Records from a data collection:

● ● ●

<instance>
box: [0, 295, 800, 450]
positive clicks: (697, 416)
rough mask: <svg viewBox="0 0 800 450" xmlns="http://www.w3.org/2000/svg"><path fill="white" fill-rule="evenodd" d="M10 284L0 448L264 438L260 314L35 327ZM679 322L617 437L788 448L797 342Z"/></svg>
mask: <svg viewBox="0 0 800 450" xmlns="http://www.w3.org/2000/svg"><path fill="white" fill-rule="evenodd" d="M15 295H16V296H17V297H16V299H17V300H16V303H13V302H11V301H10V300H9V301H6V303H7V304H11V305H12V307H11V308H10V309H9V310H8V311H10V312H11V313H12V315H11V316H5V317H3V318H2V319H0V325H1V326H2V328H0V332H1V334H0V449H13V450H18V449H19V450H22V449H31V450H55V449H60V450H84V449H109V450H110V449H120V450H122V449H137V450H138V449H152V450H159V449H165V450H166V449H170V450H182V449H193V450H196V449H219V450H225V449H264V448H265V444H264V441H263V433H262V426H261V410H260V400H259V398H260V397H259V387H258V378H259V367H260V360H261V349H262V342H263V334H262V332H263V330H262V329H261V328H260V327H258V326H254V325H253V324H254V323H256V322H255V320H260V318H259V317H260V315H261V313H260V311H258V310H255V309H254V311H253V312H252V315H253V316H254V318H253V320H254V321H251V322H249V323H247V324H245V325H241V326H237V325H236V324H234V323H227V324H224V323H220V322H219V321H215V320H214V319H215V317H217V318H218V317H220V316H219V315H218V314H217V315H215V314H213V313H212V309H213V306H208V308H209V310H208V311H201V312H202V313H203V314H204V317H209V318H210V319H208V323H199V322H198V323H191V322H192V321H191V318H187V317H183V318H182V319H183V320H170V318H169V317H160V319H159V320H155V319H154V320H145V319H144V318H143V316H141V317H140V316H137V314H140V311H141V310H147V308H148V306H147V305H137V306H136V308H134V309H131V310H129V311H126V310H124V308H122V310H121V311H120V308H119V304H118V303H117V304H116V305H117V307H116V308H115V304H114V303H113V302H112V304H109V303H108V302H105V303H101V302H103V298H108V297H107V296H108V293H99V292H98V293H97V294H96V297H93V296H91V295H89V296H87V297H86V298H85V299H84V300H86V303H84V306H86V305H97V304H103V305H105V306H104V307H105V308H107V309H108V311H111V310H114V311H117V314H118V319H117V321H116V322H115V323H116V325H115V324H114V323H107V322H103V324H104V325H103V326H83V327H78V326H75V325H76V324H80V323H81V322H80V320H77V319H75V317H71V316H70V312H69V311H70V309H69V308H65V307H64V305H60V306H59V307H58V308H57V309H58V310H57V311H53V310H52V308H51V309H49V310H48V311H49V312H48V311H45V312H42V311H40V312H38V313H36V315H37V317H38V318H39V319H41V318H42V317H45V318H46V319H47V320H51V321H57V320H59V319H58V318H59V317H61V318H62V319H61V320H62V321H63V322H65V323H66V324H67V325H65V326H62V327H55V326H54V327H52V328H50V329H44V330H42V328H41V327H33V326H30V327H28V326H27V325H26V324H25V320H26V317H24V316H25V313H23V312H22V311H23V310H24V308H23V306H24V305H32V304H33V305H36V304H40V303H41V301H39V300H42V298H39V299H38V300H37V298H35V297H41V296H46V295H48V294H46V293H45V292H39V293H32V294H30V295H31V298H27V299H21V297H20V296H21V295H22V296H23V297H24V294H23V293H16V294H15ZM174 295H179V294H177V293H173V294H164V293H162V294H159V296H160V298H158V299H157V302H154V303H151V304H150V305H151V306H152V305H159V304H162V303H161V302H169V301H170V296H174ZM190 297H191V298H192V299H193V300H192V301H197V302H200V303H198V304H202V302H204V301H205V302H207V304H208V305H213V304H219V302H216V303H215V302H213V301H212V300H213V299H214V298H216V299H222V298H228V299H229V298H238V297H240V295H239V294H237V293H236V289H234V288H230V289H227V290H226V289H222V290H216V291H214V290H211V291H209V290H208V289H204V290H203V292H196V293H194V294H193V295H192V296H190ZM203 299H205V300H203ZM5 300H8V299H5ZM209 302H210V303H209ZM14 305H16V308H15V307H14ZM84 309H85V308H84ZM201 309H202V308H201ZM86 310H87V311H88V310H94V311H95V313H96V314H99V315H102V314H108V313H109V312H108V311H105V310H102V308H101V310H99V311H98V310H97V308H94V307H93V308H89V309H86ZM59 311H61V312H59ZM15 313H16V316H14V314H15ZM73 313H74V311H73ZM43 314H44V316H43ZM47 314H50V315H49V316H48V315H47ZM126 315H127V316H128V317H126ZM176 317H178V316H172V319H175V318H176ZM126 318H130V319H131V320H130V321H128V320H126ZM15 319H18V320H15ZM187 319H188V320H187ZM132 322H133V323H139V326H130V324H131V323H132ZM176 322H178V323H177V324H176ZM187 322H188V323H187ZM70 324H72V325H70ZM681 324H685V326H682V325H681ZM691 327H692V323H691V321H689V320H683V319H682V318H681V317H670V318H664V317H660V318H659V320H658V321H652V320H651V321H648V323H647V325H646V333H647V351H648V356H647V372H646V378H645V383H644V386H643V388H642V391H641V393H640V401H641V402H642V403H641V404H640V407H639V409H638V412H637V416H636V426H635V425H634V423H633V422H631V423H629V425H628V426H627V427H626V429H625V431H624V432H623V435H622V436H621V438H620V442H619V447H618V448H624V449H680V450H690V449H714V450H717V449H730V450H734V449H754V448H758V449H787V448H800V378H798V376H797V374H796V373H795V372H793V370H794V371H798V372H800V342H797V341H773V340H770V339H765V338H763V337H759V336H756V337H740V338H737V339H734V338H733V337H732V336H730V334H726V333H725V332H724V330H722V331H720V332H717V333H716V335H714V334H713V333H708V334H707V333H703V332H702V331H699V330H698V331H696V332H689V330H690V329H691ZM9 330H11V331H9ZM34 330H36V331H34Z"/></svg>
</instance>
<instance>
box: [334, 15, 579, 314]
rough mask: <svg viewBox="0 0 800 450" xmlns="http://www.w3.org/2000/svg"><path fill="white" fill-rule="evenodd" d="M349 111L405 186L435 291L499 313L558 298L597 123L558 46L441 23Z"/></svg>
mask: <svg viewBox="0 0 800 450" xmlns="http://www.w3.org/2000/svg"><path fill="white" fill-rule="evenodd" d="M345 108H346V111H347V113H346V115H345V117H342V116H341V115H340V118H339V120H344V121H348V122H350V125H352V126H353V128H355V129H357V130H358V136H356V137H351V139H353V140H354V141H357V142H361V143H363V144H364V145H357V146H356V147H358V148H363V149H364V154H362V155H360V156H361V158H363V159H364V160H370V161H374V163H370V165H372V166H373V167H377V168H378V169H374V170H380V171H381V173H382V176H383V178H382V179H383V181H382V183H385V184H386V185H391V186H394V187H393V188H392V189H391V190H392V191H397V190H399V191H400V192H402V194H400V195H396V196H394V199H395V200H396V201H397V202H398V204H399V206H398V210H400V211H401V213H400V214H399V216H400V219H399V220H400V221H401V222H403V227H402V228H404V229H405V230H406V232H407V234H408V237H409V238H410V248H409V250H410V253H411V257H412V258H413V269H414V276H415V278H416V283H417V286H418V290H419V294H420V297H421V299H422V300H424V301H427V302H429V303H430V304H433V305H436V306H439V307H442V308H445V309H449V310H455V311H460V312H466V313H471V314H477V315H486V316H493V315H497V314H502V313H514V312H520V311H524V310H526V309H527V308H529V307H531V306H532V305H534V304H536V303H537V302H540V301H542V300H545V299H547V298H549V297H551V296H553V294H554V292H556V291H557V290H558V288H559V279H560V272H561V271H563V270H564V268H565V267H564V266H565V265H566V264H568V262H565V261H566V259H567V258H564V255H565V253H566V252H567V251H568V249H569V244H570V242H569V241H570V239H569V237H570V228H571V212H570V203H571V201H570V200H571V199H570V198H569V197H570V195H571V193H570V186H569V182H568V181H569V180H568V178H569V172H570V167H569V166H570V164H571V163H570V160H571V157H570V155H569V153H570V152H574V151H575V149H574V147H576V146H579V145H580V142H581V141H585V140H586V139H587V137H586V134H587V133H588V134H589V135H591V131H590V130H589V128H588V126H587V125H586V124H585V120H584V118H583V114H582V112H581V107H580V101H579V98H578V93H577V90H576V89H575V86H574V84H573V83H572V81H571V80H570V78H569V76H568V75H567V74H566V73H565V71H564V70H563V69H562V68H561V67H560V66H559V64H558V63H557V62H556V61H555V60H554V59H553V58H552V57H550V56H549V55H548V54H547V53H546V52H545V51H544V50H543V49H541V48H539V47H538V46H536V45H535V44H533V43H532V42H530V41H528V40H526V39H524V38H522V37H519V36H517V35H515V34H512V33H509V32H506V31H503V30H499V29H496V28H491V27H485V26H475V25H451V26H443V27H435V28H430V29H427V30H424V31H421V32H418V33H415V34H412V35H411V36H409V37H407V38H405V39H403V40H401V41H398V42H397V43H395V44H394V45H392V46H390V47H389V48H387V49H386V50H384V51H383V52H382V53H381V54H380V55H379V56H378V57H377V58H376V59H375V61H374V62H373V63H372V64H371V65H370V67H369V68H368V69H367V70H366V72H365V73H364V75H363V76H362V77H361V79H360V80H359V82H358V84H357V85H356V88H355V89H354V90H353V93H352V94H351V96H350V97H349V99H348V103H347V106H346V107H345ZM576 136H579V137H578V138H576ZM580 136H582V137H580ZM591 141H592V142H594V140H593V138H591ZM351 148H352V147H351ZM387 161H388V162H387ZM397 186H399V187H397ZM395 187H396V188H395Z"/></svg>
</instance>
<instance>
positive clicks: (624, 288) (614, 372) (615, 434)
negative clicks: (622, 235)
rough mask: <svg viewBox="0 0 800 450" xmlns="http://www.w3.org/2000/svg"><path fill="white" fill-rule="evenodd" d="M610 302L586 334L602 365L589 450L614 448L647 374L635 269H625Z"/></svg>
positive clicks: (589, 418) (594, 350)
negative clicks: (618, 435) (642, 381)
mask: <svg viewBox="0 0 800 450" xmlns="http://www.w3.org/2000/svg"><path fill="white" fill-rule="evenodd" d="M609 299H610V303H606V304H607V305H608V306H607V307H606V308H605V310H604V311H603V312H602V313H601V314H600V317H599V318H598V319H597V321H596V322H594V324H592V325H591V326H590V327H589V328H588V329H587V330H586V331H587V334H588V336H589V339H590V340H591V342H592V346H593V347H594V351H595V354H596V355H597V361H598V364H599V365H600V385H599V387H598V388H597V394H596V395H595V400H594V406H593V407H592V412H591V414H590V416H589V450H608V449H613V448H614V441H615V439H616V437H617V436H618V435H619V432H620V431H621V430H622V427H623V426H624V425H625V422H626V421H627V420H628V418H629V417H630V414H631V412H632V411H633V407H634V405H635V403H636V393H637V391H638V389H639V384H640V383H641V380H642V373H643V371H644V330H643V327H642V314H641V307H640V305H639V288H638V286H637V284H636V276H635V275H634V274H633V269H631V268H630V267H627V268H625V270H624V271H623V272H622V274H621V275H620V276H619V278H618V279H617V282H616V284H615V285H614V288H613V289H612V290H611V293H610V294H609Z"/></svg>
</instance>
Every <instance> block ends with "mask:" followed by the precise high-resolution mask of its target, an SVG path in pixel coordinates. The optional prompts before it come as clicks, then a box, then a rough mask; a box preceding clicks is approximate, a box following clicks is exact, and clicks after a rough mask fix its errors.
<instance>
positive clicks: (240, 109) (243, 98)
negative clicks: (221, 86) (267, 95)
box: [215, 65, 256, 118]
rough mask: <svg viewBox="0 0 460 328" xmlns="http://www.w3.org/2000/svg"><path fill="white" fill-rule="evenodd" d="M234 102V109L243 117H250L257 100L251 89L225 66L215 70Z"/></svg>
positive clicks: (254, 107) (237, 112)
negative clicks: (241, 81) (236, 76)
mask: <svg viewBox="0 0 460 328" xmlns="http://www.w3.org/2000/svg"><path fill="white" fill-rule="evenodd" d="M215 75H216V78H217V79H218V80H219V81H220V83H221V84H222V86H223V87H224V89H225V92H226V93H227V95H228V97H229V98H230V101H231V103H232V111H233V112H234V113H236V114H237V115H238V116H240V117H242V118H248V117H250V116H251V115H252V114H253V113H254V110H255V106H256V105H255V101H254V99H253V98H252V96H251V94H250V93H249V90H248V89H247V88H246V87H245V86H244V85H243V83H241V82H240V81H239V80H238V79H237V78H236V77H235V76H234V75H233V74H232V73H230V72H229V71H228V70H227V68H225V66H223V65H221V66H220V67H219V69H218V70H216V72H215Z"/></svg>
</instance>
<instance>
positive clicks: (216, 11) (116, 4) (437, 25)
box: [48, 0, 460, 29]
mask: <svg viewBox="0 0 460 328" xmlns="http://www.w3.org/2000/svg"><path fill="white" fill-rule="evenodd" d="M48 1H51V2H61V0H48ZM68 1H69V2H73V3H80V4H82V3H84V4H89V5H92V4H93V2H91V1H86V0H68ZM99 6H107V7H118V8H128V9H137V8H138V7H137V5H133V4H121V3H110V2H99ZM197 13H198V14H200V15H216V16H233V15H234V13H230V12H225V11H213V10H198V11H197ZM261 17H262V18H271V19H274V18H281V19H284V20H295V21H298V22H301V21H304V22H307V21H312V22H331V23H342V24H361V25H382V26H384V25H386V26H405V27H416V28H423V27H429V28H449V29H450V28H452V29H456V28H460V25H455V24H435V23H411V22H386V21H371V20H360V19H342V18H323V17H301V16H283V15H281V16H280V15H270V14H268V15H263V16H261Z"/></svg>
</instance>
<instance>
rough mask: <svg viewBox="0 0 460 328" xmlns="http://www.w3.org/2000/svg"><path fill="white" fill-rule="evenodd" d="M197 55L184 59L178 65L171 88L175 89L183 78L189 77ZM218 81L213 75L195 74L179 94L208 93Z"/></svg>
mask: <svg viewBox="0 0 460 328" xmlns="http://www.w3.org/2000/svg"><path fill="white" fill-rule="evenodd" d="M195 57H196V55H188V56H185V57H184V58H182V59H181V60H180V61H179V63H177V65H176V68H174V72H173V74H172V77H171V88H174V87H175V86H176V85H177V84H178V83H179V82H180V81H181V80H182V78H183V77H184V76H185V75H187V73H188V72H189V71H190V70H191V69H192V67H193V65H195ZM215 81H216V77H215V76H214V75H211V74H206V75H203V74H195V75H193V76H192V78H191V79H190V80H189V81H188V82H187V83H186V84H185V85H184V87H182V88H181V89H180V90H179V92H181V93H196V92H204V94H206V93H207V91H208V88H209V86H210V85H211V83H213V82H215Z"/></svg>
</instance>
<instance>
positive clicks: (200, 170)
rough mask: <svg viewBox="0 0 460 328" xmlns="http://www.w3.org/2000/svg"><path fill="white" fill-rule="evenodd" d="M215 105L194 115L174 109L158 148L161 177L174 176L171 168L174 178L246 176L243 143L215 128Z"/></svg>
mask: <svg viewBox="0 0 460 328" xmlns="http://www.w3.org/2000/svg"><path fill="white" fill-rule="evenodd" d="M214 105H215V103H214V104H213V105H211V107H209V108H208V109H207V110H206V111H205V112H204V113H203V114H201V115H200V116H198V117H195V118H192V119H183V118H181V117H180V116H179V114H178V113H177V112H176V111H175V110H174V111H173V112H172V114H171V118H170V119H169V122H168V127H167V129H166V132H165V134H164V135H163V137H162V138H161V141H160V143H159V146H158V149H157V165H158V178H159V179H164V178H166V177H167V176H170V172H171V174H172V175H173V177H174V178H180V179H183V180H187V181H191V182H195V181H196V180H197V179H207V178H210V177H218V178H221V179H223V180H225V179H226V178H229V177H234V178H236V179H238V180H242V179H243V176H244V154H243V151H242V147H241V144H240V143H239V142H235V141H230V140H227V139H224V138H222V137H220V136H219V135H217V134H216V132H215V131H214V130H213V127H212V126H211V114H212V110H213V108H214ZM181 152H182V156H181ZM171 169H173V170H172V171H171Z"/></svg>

● ● ●

> **TASK TO COMPLETE**
Please rename "rough mask" to "coarse mask" in the stretch from the first line through the line containing "284L0 448L264 438L260", and give back only those lines with nothing else changed.

> **WRITTEN SOLUTION**
<instance>
box: [0, 295, 800, 450]
positive clicks: (697, 416)
coarse mask: <svg viewBox="0 0 800 450" xmlns="http://www.w3.org/2000/svg"><path fill="white" fill-rule="evenodd" d="M10 284L0 448L264 438L260 314L35 327ZM679 322L617 437L788 448L797 342Z"/></svg>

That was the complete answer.